ACTIVITY:
Please restate the entries verbatim. The copy should hold no pictures.

+-------+

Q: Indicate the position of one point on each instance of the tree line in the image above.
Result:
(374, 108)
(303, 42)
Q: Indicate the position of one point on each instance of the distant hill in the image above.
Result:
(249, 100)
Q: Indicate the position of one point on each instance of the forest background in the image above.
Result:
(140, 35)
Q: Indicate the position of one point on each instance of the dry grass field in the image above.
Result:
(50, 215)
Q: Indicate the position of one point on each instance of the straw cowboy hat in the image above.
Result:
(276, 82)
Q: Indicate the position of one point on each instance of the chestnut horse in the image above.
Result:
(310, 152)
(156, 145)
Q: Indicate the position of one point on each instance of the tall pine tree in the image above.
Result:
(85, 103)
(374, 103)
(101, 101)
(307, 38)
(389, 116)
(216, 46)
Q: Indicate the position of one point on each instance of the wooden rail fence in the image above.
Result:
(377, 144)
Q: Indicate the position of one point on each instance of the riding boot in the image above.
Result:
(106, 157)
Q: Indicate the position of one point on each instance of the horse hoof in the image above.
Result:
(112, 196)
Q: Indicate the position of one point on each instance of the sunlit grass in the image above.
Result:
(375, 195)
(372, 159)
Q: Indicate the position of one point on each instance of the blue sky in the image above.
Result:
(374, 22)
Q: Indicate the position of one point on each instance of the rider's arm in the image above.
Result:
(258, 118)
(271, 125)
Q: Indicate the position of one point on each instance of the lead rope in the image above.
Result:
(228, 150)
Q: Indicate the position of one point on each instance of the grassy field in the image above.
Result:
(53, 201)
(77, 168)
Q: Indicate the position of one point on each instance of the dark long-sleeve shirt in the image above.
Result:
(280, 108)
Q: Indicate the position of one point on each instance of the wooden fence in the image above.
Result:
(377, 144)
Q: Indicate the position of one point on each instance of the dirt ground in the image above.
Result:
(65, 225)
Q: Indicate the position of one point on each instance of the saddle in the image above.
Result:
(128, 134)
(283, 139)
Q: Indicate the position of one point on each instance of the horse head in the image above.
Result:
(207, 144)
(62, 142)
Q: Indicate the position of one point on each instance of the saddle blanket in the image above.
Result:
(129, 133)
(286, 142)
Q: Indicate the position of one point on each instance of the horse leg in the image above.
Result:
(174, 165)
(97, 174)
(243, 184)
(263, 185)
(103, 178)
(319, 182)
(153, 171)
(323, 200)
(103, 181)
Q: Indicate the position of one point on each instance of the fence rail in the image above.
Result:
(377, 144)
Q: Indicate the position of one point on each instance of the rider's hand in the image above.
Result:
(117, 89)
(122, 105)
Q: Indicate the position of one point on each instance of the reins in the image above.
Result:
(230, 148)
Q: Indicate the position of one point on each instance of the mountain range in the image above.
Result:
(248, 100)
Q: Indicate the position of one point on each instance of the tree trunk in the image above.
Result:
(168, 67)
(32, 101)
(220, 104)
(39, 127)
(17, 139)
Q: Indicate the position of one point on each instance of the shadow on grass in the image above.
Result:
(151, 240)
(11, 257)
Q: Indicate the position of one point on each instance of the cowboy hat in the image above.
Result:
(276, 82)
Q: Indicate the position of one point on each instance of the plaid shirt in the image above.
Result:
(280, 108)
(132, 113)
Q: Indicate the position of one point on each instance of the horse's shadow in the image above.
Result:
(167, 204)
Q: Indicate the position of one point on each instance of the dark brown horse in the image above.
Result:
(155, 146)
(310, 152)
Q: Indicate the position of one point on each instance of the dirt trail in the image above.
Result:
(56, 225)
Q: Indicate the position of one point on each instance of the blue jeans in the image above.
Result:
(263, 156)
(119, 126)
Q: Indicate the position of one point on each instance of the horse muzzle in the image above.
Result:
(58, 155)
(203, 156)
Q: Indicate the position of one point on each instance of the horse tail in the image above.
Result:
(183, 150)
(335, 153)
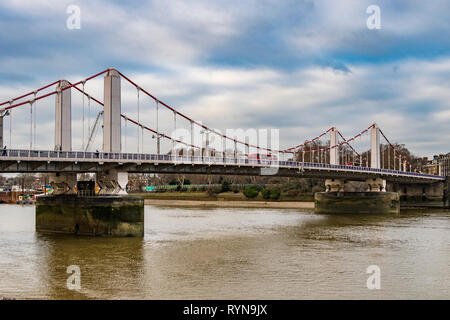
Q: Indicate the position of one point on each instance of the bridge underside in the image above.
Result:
(32, 166)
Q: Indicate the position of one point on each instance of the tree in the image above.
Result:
(251, 192)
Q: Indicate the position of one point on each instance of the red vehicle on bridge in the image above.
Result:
(259, 156)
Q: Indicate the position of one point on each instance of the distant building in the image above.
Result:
(444, 165)
(432, 166)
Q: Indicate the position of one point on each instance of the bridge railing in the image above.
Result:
(136, 157)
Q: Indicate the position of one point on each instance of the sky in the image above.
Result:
(297, 66)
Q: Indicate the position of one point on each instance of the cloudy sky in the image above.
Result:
(299, 66)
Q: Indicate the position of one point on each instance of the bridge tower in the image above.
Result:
(3, 113)
(334, 152)
(63, 120)
(112, 181)
(112, 111)
(375, 147)
(63, 183)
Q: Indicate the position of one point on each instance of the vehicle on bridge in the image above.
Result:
(350, 163)
(260, 156)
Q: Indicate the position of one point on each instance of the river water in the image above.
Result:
(193, 253)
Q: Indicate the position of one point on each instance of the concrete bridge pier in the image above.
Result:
(334, 185)
(447, 193)
(421, 195)
(110, 213)
(63, 183)
(112, 182)
(338, 200)
(375, 185)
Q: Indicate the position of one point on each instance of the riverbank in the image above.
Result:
(231, 204)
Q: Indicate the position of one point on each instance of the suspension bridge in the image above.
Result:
(368, 156)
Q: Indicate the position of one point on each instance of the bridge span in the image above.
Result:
(40, 161)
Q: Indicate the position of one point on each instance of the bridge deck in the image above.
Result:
(34, 161)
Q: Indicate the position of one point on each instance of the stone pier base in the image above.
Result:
(119, 216)
(357, 202)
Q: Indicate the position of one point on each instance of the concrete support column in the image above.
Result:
(63, 183)
(375, 147)
(334, 152)
(112, 111)
(334, 185)
(63, 120)
(2, 114)
(376, 185)
(112, 182)
(447, 193)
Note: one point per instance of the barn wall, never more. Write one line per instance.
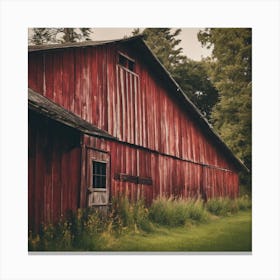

+-------+

SOLUTION TO THE PROBLEM:
Q: Indicate the position of one point on each instance of the tree line in the image above.
Result:
(374, 108)
(303, 42)
Q: Indicate the position of one point on each instance of the distant hill in the image above.
Result:
(249, 100)
Q: Indicate the position of one point on each instance of the forest background in the image above.
Result:
(140, 35)
Q: Indicate the position of one point on each instance of the dry grass field in the image above.
Result:
(50, 215)
Q: Indicate the position of one point on each instance of the straw cowboy hat in the image above.
Result:
(276, 82)
Q: Indicate the position of one point on each instance of the chestnut horse in the image above.
Result:
(310, 152)
(156, 145)
Q: Indicate the position of one point on each instance of the tall pine tree in the image above.
Result:
(85, 103)
(374, 103)
(101, 101)
(307, 38)
(389, 116)
(216, 46)
Q: Indicate the position of one point on each instance of the wooden rail fence in the image above.
Result:
(377, 144)
Q: Indicate the position of one point on each instance of the riding boot in the image above.
Result:
(106, 157)
Q: Indicate the position of one point on each instance of the horse hoof in the image above.
Result:
(112, 196)
Q: Indicate the position of one point on each instance of the sunlit grass in the image above.
Result:
(375, 195)
(372, 159)
Q: Indicate the position of one point on each instance of the blue sky in the image above.
Result:
(374, 22)
Q: Indicate the position of one point on each instance of the rider's arm in the image above.
Result:
(258, 118)
(271, 125)
Q: Indicate the position of one point on each instance of the lead rope in the image above.
Result:
(228, 150)
Q: Indicate the position of one point on each instance of the grassy field in the image above.
Result:
(53, 201)
(77, 168)
Q: Indicate the position of one point on each instance of the dark long-sleeve shirt in the image above.
Result:
(280, 108)
Q: Indicate the position of one point on each instance of the wooden fence in the image above.
Result:
(377, 144)
Q: Indicate the position of one point on each instance of the dirt ground in the image above.
Result:
(65, 225)
Q: Indicate the position of one point on each instance of the saddle in the image above.
Result:
(128, 134)
(283, 139)
Q: Indicate the position of one point on each instance of the horse head in the image above.
Result:
(207, 144)
(62, 142)
Q: Indicate the position of one point on each instance of the saddle blanket in the image above.
Result:
(129, 133)
(286, 142)
Q: Indicate the position of one point on each instance of the horse leg in the image above.
Result:
(174, 165)
(97, 174)
(243, 184)
(263, 185)
(103, 178)
(319, 182)
(153, 171)
(323, 200)
(103, 181)
Q: Indicate the position of one point on each instance of the fence rail in the image above.
Result:
(377, 144)
Q: Indicate the position of one point on each instance of the rider's hand in the image above.
Result:
(117, 89)
(122, 105)
Q: Indicate the position of one point on each instance of the reins in the image above.
Result:
(230, 148)
Q: Indicate the position of one point on each instance of the mountain range in the image above.
Result:
(248, 100)
Q: Indicate the position of one point on each instance of the tree trunk in the image above.
Result:
(168, 67)
(32, 101)
(220, 104)
(39, 127)
(17, 139)
Q: Indicate the position of one point on each instance of the shadow on grass in the image above.
Result:
(151, 240)
(11, 257)
Q: Indicate the position of one point on each instance of the cowboy hat in the image above.
Result:
(276, 82)
Q: Indicate the position of one point on each instance of the plaid shirt in the image above.
Result:
(280, 108)
(132, 113)
Q: Indicate the position of one point on each instance of the horse's shadow in the image above.
Result:
(167, 204)
Q: Indicate the position of one point on each instance of the dark brown horse in the image above.
Result:
(155, 146)
(310, 152)
Q: Indicate the position of one point on each instance of the dirt trail in the image above.
Result:
(56, 225)
Q: Indicate the position of one point on each instance of the blue jeans in the image above.
Result:
(263, 156)
(119, 126)
Q: Indicate the position of one point on each instance of the horse muzzle in the image above.
Result:
(58, 155)
(203, 156)
Q: Indicate the position of one point on each instance of the horse tail in the image above.
Result:
(183, 150)
(335, 153)
Q: Indicate the position of one point on each instance of the bridge underside in the image above.
Result:
(32, 166)
Q: Indicate the position of one point on each instance of the tree in the image above.
Result:
(251, 192)
Q: Indicate the position of one point on each instance of the red vehicle on bridge in the image above.
Result:
(259, 156)
Q: Indicate the position of one point on each instance of the distant building in the image above.
Result:
(444, 165)
(432, 166)
Q: Indicate the position of one point on each instance of the bridge railing in the image above.
Result:
(136, 157)
Q: Indicate the position of one point on each instance of the sky in the image above.
Result:
(297, 66)
Q: Indicate the position of one point on each instance of the cloudy sky in the image above.
Result:
(299, 66)
Q: Indicate the position of one point on each instance of the bridge tower in the image above.
Result:
(3, 113)
(334, 152)
(63, 120)
(112, 181)
(112, 111)
(375, 147)
(63, 183)
Q: Indicate the position of one point on each instance of the vehicle on bridge in the image above.
Result:
(350, 163)
(260, 156)
Q: Indicate the position of one point on each instance of the river water in the image above.
Result:
(193, 253)
Q: Indicate the position of one point on each instance of the concrete bridge pier in the image above.
Result:
(334, 185)
(447, 193)
(421, 195)
(110, 213)
(63, 183)
(112, 182)
(338, 200)
(375, 185)
Q: Indicate the position of one point on each instance of the riverbank in the image above.
Result:
(231, 204)
Q: Indicate the position of one point on each instance of the suspension bridge in the image above.
Result:
(368, 156)
Q: Indicate the position of one point on each instance of the bridge span in the image above.
Result:
(40, 161)
Q: Indicate the position of one point on each instance of the bridge deck in the image above.
Result:
(34, 161)
Q: Indicate the position of one point on each instance of the stone pier base in the image above.
Result:
(119, 216)
(357, 202)
Q: Indicate the position of one point on each instance of the concrete support column in the image above.
Result:
(63, 183)
(375, 147)
(334, 152)
(112, 111)
(334, 185)
(63, 120)
(2, 114)
(376, 185)
(112, 182)
(447, 193)
Note: one point per instance of the barn wall, never more. Write one line per instance.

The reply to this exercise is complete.